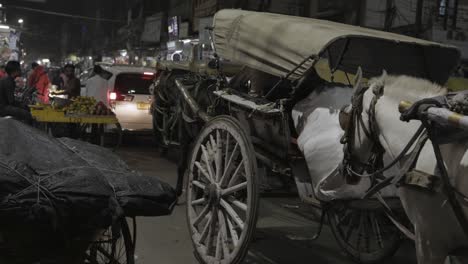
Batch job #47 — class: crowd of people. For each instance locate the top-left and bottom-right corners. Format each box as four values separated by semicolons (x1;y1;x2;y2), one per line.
0;61;81;123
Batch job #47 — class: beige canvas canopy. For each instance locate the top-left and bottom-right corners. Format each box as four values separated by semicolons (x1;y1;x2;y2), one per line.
214;9;460;83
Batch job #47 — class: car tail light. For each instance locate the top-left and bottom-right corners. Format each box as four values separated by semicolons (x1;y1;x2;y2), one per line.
109;92;117;101
123;95;135;102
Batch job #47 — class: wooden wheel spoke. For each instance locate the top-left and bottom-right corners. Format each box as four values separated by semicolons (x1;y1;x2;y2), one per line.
192;198;207;206
370;213;384;248
195;161;213;183
226;218;239;247
221;182;247;196
215;229;223;261
227;197;248;212
206;207;218;254
220;142;239;186
345;213;358;242
227;160;244;187
201;145;215;182
220;199;244;230
193;204;210;227
192;181;206;190
220;131;231;176
215;130;223;182
200;212;213;243
356;211;365;250
218;210;230;259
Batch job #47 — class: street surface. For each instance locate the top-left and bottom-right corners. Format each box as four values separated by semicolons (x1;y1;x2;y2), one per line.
117;136;416;264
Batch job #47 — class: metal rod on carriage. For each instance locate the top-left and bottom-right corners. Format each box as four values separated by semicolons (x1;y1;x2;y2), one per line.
175;79;211;122
265;55;318;99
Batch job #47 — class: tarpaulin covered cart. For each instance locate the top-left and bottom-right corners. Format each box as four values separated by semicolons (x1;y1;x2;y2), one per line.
0;118;176;264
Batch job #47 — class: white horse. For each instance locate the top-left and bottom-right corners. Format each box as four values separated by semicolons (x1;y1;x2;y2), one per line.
352;73;468;264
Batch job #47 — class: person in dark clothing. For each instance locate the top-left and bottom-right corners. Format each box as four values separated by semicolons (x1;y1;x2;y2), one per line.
0;61;32;123
53;64;81;99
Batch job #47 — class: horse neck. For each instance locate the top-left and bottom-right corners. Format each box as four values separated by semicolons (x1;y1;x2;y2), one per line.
364;75;447;160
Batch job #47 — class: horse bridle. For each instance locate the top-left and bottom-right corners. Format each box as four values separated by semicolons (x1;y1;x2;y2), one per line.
341;85;468;238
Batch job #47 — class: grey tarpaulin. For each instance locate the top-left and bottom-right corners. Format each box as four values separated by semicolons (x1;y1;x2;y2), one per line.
213;9;460;84
0;119;176;229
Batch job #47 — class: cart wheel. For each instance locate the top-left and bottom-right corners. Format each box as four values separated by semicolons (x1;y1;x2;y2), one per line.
187;116;259;264
328;202;401;264
85;219;135;264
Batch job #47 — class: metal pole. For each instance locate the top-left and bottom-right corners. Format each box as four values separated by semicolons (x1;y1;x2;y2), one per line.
444;0;450;30
384;0;393;31
452;0;458;30
415;0;424;36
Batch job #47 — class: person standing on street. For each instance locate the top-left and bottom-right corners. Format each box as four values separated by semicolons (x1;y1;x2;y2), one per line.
52;64;81;99
0;61;33;124
28;65;50;104
86;65;108;105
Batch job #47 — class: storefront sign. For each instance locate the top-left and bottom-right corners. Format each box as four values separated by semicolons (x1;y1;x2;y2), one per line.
198;17;213;44
179;22;189;39
167;16;179;40
141;13;162;43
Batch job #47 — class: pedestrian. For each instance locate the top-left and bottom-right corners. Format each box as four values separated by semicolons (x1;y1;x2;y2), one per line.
0;64;7;79
86;65;108;105
26;62;39;83
51;64;81;99
0;61;32;124
28;65;50;104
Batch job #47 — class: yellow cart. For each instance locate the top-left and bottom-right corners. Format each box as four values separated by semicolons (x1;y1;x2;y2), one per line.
29;105;122;146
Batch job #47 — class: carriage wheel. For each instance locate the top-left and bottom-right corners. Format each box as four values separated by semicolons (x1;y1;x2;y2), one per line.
85;219;135;264
187;116;259;264
328;202;401;264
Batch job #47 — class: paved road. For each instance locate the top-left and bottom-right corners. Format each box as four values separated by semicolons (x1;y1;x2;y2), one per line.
118;138;416;264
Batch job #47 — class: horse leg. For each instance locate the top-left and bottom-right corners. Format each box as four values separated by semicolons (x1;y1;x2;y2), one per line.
176;119;192;196
415;227;448;264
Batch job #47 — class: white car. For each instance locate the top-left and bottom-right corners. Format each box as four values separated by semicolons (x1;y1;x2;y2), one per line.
82;64;156;131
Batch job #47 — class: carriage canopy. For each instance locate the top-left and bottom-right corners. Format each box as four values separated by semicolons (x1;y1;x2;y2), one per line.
214;9;460;84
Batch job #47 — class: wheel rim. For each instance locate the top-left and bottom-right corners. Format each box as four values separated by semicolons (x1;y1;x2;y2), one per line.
187;120;257;263
328;203;400;263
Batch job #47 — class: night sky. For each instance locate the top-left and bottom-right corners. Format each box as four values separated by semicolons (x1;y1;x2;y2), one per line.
0;0;127;60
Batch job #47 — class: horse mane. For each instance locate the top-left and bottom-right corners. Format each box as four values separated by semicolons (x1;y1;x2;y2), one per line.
369;73;448;102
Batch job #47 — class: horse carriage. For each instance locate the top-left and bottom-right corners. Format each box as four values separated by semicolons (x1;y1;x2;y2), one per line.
155;10;460;264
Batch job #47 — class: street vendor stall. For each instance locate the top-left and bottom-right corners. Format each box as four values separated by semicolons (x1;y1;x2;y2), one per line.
29;97;122;146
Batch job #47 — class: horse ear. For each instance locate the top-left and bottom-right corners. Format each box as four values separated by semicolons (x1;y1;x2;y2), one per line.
382;70;388;79
353;67;362;93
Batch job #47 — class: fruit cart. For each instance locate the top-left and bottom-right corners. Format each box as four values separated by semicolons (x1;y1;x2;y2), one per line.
29;102;122;146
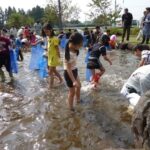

_ _ _ _ _

Please rewrite all the records, replacing "top-left and bottom-right corners" with "upper-left and lower-right corners" and changing nothing else. Leave the pictures out.

Expected answer:
Batch job #47 — class: crowd of people. For each instance locate the upper-left and lower-right corners. Format each box as four values separated by semicolons (x1;y1;x2;y2), one per line.
0;61;81;123
Batch job #47 — class: beige canvas canopy. For each instance locate the upper-left and lower-right corners. Format each box as four values separated by semicolons (x1;y1;x2;y2), one per line.
214;9;460;83
Batch job #47 — class: car tail light. For each instance locate the upper-left and lower-right corners. Format each box as four values separated by semicolons (x1;y1;x2;y2), one per line.
109;92;117;101
123;95;135;102
Batch job #47 — class: wooden wheel spoke. For each instance locate the upper-left and lower-right corners. Format each box as four values separated by semicolons (x1;y1;x2;y2), one per line.
192;198;207;206
370;213;384;248
195;161;213;183
226;218;239;247
221;182;247;196
215;229;223;261
227;197;248;212
206;207;218;254
220;142;239;186
345;213;358;242
227;160;244;187
201;145;215;182
220;199;244;230
193;204;210;227
192;181;206;190
220;131;231;176
215;130;223;182
200;212;213;243
356;211;365;250
218;210;230;259
Batch job #47 — class: street surface. For each instance locate the upper-left and lower-right corners. Format each box as four values separated by semicolons (x1;y1;x2;y2), one per line.
117;136;416;264
Batch job #47 — class: metal rod on carriage. For each instance locate the upper-left and lower-right corners. Format each box as four values separated by semicolons (x1;y1;x2;y2), one per line.
175;79;211;122
265;55;318;99
Batch job #47 — class: tarpaulin covered cart. For each instance locate the upper-left and lower-right corners. Format each box as four values separated by semicolons (x1;y1;x2;y2), one per line.
0;118;176;264
Batch job #47 — class: white horse. For each instance locate the upper-left and lower-right corners. Format each box as four values separated by semicolons (x1;y1;x2;y2), one per line.
352;73;468;264
Batch job #47 — class: person in dark clothing. For each instance locate the upper-left and lower-right corners. Format each box as four values separated by semicolons (x1;y1;x2;y2), one per line.
0;61;32;123
53;64;81;99
Batch job #47 — class: horse neck. For each instance locate the upper-left and lower-right corners. Format each box as four values separated by semicolons (x1;y1;x2;y2), one per line.
364;75;447;160
Batch job #47 — class: horse bridle. For each instance locate the upper-left and lower-right corners. Format each box as four values separated by semicolons (x1;y1;x2;y2), one per line.
341;85;468;238
Batch job #47 — class: grey tarpaulin. For each instance locate the upper-left and lower-right corners. Format each box as four values separated by semicolons (x1;y1;x2;y2), one per line.
213;9;460;84
0;119;176;229
Batch job #47 — class: cart wheel. For each instance locate the upper-left and lower-right corners. Format each box as four values separated by semicolons (x1;y1;x2;y2), one per line.
187;116;259;264
328;202;401;264
85;219;135;264
Batch job #47 — class: metal pole. For each instance locate the upper-left and lower-right corners. Format each box as four values separated by semicolons (x1;y1;x2;y2), one per line.
444;0;450;30
384;0;393;31
452;0;458;30
415;0;424;36
Batch job #47 — class: person standing on street. For each instance locate the upper-left and lower-right corners. Format each box as four values separated by semicolons (x1;y1;x2;y2), one per line.
52;64;81;99
0;61;33;124
28;65;50;104
86;65;108;105
Batch job #47 — class: storefront sign. For each instance locate the upper-left and lower-right corners. Format each box as four values separated by semicolons (x1;y1;x2;y2), one per line.
198;17;213;44
179;22;189;39
167;16;179;40
141;13;162;43
Batch job #47 — class: pedestrian. For each instance locate the upper-left and lower-right corners. Format each box as four values separated by semicolons (x1;y1;x2;y2), one per line.
0;64;7;79
86;65;108;105
26;62;39;83
51;64;81;99
0;61;32;124
28;65;50;104
Batch job #47 — class: yellow cart. For each instance locate the upper-left and lower-right corners. Format each box as four values separated by semicolons (x1;y1;x2;y2), one per line.
29;105;122;146
Batch job #47 — class: carriage wheel. For each instance locate the upper-left and lower-right corners. Format each box as four values separated by semicolons (x1;y1;x2;y2), one per line.
85;219;135;264
187;116;259;264
328;202;401;264
Batch job #47 — class: paved road. For each instance locate the upper-left and lower-right corners. Format each box as four values separated by semicolons (x1;y1;x2;y2), one per line.
118;138;416;264
Batch job #47 — class: horse leg. For each instance locate the upper-left and lower-right corners. Format each box as four values separated by semicolons (x1;y1;x2;y2), one per line.
176;119;192;196
415;227;448;264
Batch job #47 — class: white car. For each instance locate the upper-left and lower-right corners. Format each box as four values separated by semicolons (x1;y1;x2;y2), one per line.
82;64;156;131
Batch job #47 — class: carriage canopy. For each instance locate the upper-left and lower-right corners. Format each box as four values separated by semicolons (x1;y1;x2;y2), one per line.
214;9;460;84
Batch job #47 — class: wheel rim. For each instance locate the upper-left and lower-right corners. Format each box as four values separated by semicolons (x1;y1;x2;y2), one per line.
187;120;257;263
328;203;400;263
Batch job #47 — class: night sky. For each instance locate the upper-left and lower-right corners. Format each box as four values separated by semicolons (x1;y1;x2;y2), one per line.
0;0;127;60
Batch job #47 — class: horse mane. For each instance locate the upper-left and lower-right corners. Format each box as four values separated by semicolons (x1;y1;x2;y2), one per line.
369;73;448;102
Batch job #47 — class: horse carriage. For each instance locate the upper-left and lower-right corners. Format each box as four values separated by semicolons (x1;y1;x2;y2), one per line.
155;10;460;264
Batch job #47 — class: street vendor stall. For each instance locate the upper-left and lower-right corners. Format each box as four values separated by semicolons (x1;y1;x2;y2), one per line.
29;97;122;146
Batch job #47 — class: horse ear. For each instance locate the upper-left and lower-right corners. Format each box as four values separated by semicolons (x1;y1;x2;y2), one per line.
382;70;388;79
353;67;362;93
Batch job #47 — class: fruit cart. For each instance locate the upper-left and lower-right corners. Format each box as four values separated by semicolons (x1;y1;x2;y2), one per line.
29;102;122;146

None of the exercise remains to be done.